Top of Task material

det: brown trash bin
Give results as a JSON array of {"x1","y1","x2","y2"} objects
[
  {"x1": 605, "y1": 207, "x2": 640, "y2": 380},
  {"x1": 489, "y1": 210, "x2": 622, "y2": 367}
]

Bottom of Task material
Top of Task material

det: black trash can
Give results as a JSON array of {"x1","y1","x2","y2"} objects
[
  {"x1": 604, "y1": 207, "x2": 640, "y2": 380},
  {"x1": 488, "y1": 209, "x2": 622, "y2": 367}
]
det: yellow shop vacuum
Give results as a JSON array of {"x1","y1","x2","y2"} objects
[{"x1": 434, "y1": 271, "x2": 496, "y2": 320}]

Bottom of Task material
Top of Task material

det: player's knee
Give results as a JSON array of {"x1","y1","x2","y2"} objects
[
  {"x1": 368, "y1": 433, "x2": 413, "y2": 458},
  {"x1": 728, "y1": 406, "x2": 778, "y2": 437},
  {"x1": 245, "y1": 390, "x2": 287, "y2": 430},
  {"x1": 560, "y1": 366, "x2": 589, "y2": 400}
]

Bottom of Task material

• [Instructions for the task] Throughout the material above, find every line holding "trash" and copy it.

• [Final answer]
det: brown trash bin
det: black trash can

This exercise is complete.